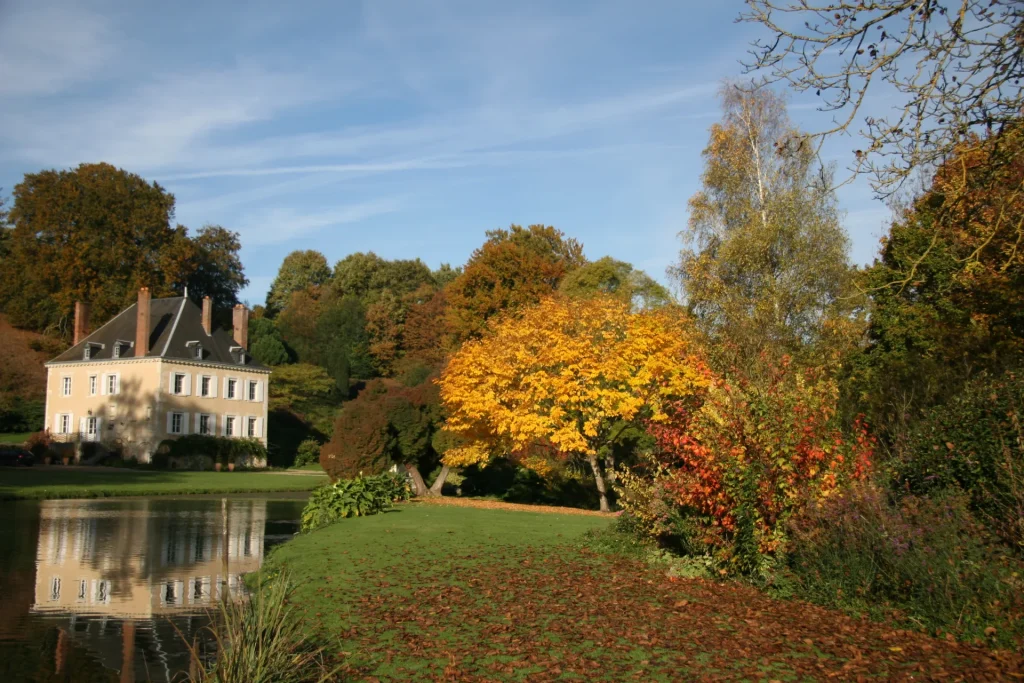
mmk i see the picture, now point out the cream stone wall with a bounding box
[44,359,163,460]
[45,358,270,462]
[157,360,269,446]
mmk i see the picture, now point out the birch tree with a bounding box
[672,86,860,371]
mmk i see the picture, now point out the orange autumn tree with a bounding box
[439,295,709,511]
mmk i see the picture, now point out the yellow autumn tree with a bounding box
[439,295,709,511]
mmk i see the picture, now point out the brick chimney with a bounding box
[232,304,249,348]
[73,302,91,346]
[202,296,213,335]
[135,287,151,357]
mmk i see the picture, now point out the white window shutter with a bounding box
[195,374,202,396]
[79,417,86,436]
[168,372,175,394]
[209,414,217,435]
[221,415,227,437]
[193,413,200,434]
[96,418,103,440]
[222,377,228,399]
[184,374,192,396]
[210,375,218,398]
[182,413,190,435]
[166,412,173,434]
[256,418,263,438]
[256,381,264,402]
[114,373,120,395]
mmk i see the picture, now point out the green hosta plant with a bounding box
[301,472,411,532]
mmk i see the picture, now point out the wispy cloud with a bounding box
[0,2,115,96]
[234,198,405,246]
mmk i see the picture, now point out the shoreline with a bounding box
[0,467,326,501]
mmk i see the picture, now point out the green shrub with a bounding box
[897,371,1024,550]
[300,472,410,532]
[786,482,1024,644]
[459,457,602,510]
[294,439,321,467]
[154,435,268,469]
[26,430,52,461]
[79,442,100,461]
[0,396,44,433]
[251,334,290,366]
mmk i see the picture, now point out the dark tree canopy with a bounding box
[320,378,445,494]
[180,225,248,305]
[445,224,587,341]
[848,122,1024,443]
[332,252,435,304]
[315,292,375,380]
[0,163,246,335]
[265,250,331,317]
[559,256,671,310]
[275,287,322,365]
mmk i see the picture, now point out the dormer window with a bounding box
[186,341,203,361]
[229,345,246,365]
[83,342,104,360]
[111,340,133,359]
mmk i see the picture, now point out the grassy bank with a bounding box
[0,432,32,444]
[0,467,327,500]
[260,502,1016,681]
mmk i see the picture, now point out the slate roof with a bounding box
[47,297,269,371]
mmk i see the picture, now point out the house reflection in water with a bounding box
[30,498,269,682]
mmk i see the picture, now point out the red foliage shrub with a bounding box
[642,358,873,567]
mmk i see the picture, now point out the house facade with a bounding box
[44,288,270,462]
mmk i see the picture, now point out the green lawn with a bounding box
[262,502,1004,682]
[0,467,327,500]
[0,432,32,444]
[288,462,325,472]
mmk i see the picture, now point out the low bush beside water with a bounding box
[300,472,411,532]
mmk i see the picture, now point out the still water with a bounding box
[0,494,308,682]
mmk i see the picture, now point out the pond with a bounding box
[0,494,309,682]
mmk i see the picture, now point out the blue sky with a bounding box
[0,0,894,305]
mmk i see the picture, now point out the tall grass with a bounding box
[181,577,340,683]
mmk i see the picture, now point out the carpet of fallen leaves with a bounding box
[305,544,1024,682]
[413,497,614,517]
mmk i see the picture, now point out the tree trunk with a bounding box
[603,452,617,488]
[404,462,429,497]
[587,454,610,512]
[428,464,450,496]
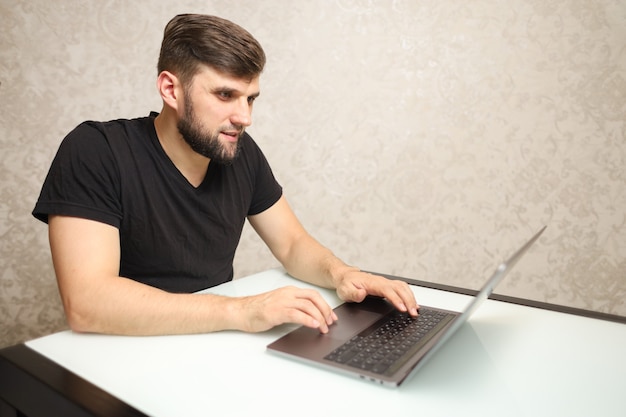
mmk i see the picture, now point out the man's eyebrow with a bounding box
[212,86,260,98]
[212,86,237,94]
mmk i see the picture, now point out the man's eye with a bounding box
[218,92,232,99]
[247,96,257,104]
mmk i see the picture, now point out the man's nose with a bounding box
[231,99,252,127]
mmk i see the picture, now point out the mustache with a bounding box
[220,125,245,136]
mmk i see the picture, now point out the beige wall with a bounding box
[1,0,624,348]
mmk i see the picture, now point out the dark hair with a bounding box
[157,14,266,85]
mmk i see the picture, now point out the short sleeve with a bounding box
[245,138,282,216]
[32,122,123,227]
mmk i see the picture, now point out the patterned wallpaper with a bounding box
[1,0,624,348]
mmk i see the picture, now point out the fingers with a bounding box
[242,275,419,334]
[288,289,337,333]
[244,287,337,333]
[381,280,420,317]
[337,271,420,317]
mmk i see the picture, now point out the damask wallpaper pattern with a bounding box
[1,0,624,348]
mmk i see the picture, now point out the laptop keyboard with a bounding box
[324,308,455,376]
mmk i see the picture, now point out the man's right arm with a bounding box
[48,215,335,335]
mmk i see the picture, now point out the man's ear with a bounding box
[156,71,181,110]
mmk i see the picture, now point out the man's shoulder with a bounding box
[64,114,155,149]
[76,114,154,135]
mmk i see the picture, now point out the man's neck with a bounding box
[154,109,210,188]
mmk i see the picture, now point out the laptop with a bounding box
[267,226,546,387]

**YOUR GOAL:** The whole listing is to be retyped exactly, with its pictures removed.

**WRITTEN SOLUTION:**
mmk i see the picture, now point out the cream stone wall with a bounding box
[44,359,163,460]
[45,358,270,462]
[157,360,269,446]
mmk i see the picture, now point out the birch tree with a bounding box
[672,86,860,371]
mmk i see the picture, now point out the orange autumn tree with a bounding box
[439,295,709,511]
mmk i see the picture, now point out the yellow autumn tree with a bounding box
[439,295,709,511]
mmk i see the picture, now point out the brick chimney with a bounding box
[232,304,249,348]
[73,302,91,346]
[202,296,213,335]
[135,287,151,357]
mmk i see the picture, now point out the white window shutter with a bounding box
[195,374,202,396]
[79,417,86,436]
[168,372,175,394]
[209,414,217,435]
[221,415,227,437]
[193,413,200,434]
[96,418,103,440]
[222,377,228,399]
[184,374,192,396]
[210,375,218,398]
[182,413,190,435]
[166,412,173,434]
[256,418,263,438]
[256,381,264,402]
[114,373,120,395]
mmk i see the picture, now point out the green hosta plant with a bounding box
[301,472,411,532]
mmk i see the picture, now point out the wispy cloud with a bounding box
[0,2,115,96]
[234,198,405,246]
mmk i see the picture, now point out the shoreline with a bounding box
[0,467,326,501]
mmk i see the picture, now point out the green shrub with a bounding box
[897,371,1024,550]
[300,472,410,532]
[786,482,1024,644]
[459,457,602,510]
[294,439,321,467]
[154,435,268,469]
[26,430,52,461]
[79,442,100,461]
[0,396,44,433]
[251,334,290,366]
mmk i see the picture, now point out the dark tree canopy with a bounding box
[320,378,445,494]
[180,225,248,305]
[445,224,587,341]
[848,122,1024,443]
[332,252,435,304]
[315,292,375,380]
[0,163,246,335]
[265,250,331,317]
[559,256,671,310]
[275,287,322,365]
mmk i see the picture, now point out the dormer window with a bounding box
[186,341,203,361]
[229,345,246,365]
[83,342,104,360]
[111,340,133,359]
mmk i see the picture, now point out the grassy bank with a bounding box
[0,432,32,444]
[0,467,327,500]
[260,502,1016,681]
mmk i see the picture, now point out the slate roof with a bounding box
[47,297,269,371]
mmk i see the picture, now point out the house reflection in water with a bounding box
[30,498,269,682]
mmk i see the picture, now point out the red foliage shrub with a bounding box
[642,358,873,567]
mmk i see the picture, now point out the house facade with a bounding box
[44,288,270,462]
mmk i see the picture, now point out the green lawn with a bounding box
[262,502,1004,682]
[0,467,327,500]
[0,432,32,444]
[288,462,325,472]
mmk i see the picture, now point out the low bush beside water with a bounding box
[300,472,411,532]
mmk i see the picture, now point out the still water with a bounding box
[0,494,308,682]
mmk i see the picture, now point out the pond with a bounding box
[0,494,309,682]
mmk i see the picture, now point out the blue sky with a bounding box
[0,0,894,305]
mmk i see the picture, now point out the tall grass with a bounding box
[181,577,340,683]
mmk i see the picture, now point out the carpet of fallen leaves with a bounding box
[305,544,1024,682]
[413,497,614,517]
mmk i see the picture, now point out the tree trunk with a bounding box
[603,452,617,488]
[404,462,429,497]
[587,454,610,512]
[428,464,450,496]
mmk i see the picture, now point out the man's eyebrow with a bounding box
[212,86,260,98]
[212,86,237,94]
mmk i see the picture, now point out the man's eye with a bounding box
[218,92,232,99]
[247,96,257,104]
mmk i see the picture, now point out the man's nose with a bounding box
[231,99,252,127]
mmk i see the picture, now point out the mustache with a bounding box
[220,125,245,136]
mmk i see the picture, now point out the beige wall with a bounding box
[1,0,624,348]
mmk i see the picture, now point out the dark hair with a bounding box
[157,14,266,85]
mmk i see the picture, now point out the short sleeve with a bounding box
[245,138,282,216]
[32,122,123,227]
mmk i see the picture, now point out the patterned wallpaper with a bounding box
[1,0,624,348]
mmk i see the picture, now point out the fingers with a bounding box
[242,275,419,334]
[288,289,337,333]
[244,287,337,333]
[381,280,420,317]
[337,271,420,317]
mmk i see the picture, now point out the damask wallpaper pattern with a bounding box
[1,0,624,348]
mmk i see the picture, now point out the laptop keyboard with a bounding box
[324,308,455,376]
mmk i see the picture, now point out the man's right arm with a bounding box
[48,215,335,335]
mmk i see the picture, now point out the man's ear with a bounding box
[156,71,181,110]
mmk i see the picture, now point out the man's shoulder with a bounding box
[64,114,155,149]
[76,114,154,135]
mmk i see the picture, now point out the man's neck with a bounding box
[154,109,210,188]
mmk i see the picture, now point out the laptop with a bounding box
[267,226,546,387]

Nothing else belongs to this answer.